| DATA EXCERPTS |
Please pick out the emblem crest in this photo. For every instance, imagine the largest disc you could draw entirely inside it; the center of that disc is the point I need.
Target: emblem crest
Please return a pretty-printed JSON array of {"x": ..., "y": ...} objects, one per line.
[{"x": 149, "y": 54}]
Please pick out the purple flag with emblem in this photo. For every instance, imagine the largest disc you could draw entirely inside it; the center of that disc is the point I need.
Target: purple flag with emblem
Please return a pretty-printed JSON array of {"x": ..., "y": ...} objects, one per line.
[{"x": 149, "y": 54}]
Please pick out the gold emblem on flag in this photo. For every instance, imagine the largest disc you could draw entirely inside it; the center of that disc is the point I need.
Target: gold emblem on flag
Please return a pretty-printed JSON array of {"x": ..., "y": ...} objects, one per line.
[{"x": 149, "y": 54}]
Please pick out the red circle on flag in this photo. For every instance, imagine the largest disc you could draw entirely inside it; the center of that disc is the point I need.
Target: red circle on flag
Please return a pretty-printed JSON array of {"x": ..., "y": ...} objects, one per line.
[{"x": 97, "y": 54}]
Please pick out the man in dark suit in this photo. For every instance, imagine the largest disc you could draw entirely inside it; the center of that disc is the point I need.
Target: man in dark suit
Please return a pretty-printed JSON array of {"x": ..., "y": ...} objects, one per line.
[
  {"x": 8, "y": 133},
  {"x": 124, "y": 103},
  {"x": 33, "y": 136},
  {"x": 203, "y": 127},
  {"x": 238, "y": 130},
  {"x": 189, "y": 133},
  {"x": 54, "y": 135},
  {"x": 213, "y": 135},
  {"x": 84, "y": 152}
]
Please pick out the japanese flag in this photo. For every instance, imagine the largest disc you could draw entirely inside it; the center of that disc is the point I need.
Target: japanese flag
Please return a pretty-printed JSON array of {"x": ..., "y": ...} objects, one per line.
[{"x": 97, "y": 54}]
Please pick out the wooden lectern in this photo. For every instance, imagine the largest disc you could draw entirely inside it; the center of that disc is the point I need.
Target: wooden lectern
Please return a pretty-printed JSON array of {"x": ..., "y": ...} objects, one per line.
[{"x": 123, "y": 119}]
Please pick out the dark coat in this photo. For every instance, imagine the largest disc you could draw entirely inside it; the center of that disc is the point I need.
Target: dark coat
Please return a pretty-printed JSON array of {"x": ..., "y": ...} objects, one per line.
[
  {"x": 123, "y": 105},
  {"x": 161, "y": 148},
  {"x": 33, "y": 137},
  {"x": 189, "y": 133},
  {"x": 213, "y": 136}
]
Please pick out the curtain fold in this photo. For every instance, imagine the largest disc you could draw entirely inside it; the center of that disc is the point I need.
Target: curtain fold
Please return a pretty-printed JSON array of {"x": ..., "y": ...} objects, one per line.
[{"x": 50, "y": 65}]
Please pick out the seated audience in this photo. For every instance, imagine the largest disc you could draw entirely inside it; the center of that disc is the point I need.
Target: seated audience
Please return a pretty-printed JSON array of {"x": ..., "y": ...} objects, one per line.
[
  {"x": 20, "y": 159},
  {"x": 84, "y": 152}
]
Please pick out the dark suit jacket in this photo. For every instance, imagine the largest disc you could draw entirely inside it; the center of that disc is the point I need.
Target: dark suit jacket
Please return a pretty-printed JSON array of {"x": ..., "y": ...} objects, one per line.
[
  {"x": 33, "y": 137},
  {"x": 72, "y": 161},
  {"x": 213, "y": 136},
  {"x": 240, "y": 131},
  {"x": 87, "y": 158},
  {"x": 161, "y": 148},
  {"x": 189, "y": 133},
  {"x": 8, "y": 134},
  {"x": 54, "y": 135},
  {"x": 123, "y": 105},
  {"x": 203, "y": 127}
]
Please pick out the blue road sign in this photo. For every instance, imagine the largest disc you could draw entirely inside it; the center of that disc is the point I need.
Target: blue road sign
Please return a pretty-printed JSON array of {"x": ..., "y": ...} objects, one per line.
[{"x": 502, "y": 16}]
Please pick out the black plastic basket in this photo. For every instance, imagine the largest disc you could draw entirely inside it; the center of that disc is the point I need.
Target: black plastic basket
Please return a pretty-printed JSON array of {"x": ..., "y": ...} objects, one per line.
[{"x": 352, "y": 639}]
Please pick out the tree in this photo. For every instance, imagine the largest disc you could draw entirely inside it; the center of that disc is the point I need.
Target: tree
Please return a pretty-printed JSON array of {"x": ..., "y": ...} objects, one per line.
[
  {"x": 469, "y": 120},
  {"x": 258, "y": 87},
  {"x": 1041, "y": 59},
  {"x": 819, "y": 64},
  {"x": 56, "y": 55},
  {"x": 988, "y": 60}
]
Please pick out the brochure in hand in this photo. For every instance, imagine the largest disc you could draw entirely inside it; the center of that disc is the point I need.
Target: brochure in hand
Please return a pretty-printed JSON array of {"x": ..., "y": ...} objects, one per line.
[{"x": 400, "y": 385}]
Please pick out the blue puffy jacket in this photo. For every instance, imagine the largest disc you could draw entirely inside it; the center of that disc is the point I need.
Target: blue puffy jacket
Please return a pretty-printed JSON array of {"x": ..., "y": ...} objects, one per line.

| TO DO |
Your task is to retype all the records above with nothing left out.

| EXERCISE SOLUTION |
Please pick out the emblem crest in this photo. For every instance, imagine the largest disc you could draw entirely inside it; the center of that disc is the point I need.
Target: emblem crest
Please return a pretty-printed JSON array of {"x": ..., "y": ...} objects, one per line.
[{"x": 149, "y": 54}]
Please pick out the purple flag with emblem in this photo. For every instance, imagine the largest disc you could draw entirely inside it; the center of that disc is the point I need.
Target: purple flag with emblem
Please return a pretty-printed JSON array of {"x": ..., "y": ...} objects, one per line.
[{"x": 149, "y": 54}]
Please pick out the gold emblem on flag in this photo. For every instance, imagine the largest disc you could draw entirely inside it; the center of that disc is the point I need.
Target: gold emblem on flag
Please return a pretty-printed JSON array of {"x": ..., "y": ...} objects, one per line.
[{"x": 149, "y": 54}]
Please pick out the red circle on flag in this photo. For every instance, imagine the largest disc you could draw entirely inside it; the center of that disc is the point I need.
Target: red circle on flag
Please return a pretty-printed JSON array of {"x": ..., "y": ...} objects, one per line.
[{"x": 97, "y": 54}]
Please pick out the man in dark suit in this photo. For every instance, imagine the largest disc you could draw entirely inside it; the center of that disc is the point I need.
Target: man in dark suit
Please return a pretty-printed JSON array of {"x": ..., "y": ...} objects, one per line.
[
  {"x": 8, "y": 133},
  {"x": 124, "y": 103},
  {"x": 33, "y": 136},
  {"x": 203, "y": 127},
  {"x": 238, "y": 130},
  {"x": 189, "y": 133},
  {"x": 54, "y": 135},
  {"x": 213, "y": 135},
  {"x": 84, "y": 152}
]
Please pick out the japanese flag in this photo. For every instance, imagine the largest disc you could draw entirely inside it; the center of that disc is the point I need.
Target: japanese flag
Please return a pretty-printed JSON array of {"x": ..., "y": ...} objects, one per line.
[{"x": 97, "y": 54}]
Please pick out the wooden lectern in this photo. For every instance, imagine the largest disc you could draw entirely inside it; the center of that disc is the point I need.
Target: wooden lectern
Please return a pretty-printed JSON array of {"x": ..., "y": ...} objects, one per line.
[{"x": 123, "y": 119}]
Please pick out the dark coat in this photo. For every instance, imagine the largest disc you could draw entirely inside it; the center of that disc is the point I need.
Target: dark coat
Please return a pretty-printed JSON array of {"x": ..., "y": ...} objects, one per line.
[
  {"x": 123, "y": 105},
  {"x": 161, "y": 148},
  {"x": 33, "y": 137},
  {"x": 189, "y": 133},
  {"x": 213, "y": 136}
]
Please pick out the curtain fold in this photo. For every instance, imagine the largest disc you could draw entirely inside it; the center of that disc is the point I need.
Target: curtain fold
Please return a pretty-printed JSON array of {"x": ..., "y": ...} objects, one per line.
[{"x": 50, "y": 65}]
Please pick out the seated audience in this photo. For every instance, imagine the largest disc you could draw entirely inside it; the center of that disc is the point I need.
Target: seated audience
Please return a pretty-printed JSON array of {"x": ..., "y": ...} objects, one per line.
[
  {"x": 20, "y": 159},
  {"x": 84, "y": 152}
]
Please pick out the dark suit jacket in this photo. For every instance, imagine the largest disc you could draw entirely inside it; the center of that disc is the point I need.
Target: dark suit jacket
Please return a pretty-printed JSON array of {"x": ..., "y": ...} objects, one per line.
[
  {"x": 33, "y": 137},
  {"x": 72, "y": 161},
  {"x": 213, "y": 136},
  {"x": 240, "y": 131},
  {"x": 87, "y": 158},
  {"x": 161, "y": 148},
  {"x": 189, "y": 133},
  {"x": 8, "y": 134},
  {"x": 54, "y": 135},
  {"x": 123, "y": 105},
  {"x": 203, "y": 127}
]
Please pick out the blue road sign in this photo. For every instance, imagine the largest disc you could draw entirely inside it; the center of that disc is the point I need.
Target: blue road sign
Please return a pretty-printed JSON array of {"x": ..., "y": ...} objects, one per line.
[{"x": 502, "y": 16}]
Please pick out the black plastic basket in this photo. For every instance, imagine the largest disc you could draw entirely inside it; the center of that disc is the point I need.
Target: black plastic basket
Please return a pretty-printed JSON array of {"x": ..., "y": ...} objects, one per line.
[{"x": 352, "y": 639}]
Please pick out the tree in this photo. For every instance, imagine the largest disc you could draw entirely inside it; the center of that disc is the point I need.
Target: tree
Please return a pretty-printed JSON array of {"x": ..., "y": ...} objects, one per line.
[
  {"x": 469, "y": 120},
  {"x": 258, "y": 87},
  {"x": 1041, "y": 59},
  {"x": 819, "y": 64},
  {"x": 56, "y": 55},
  {"x": 988, "y": 60}
]
Please pick out the brochure in hand in this photo. For every instance, imagine the largest disc you could draw entirely inside it; the center of that disc is the point I need.
Target: brochure in hand
Please return a pretty-printed JSON array of {"x": ..., "y": ...} objects, one per line.
[{"x": 400, "y": 385}]
Please pick out the blue puffy jacket in this photo. For every instance, imagine the largest disc you could draw entirely inside it; the center of that disc is the point I need.
Target: blue puffy jacket
Please return a pretty-printed JSON array of {"x": ..., "y": ...} objects, one per line.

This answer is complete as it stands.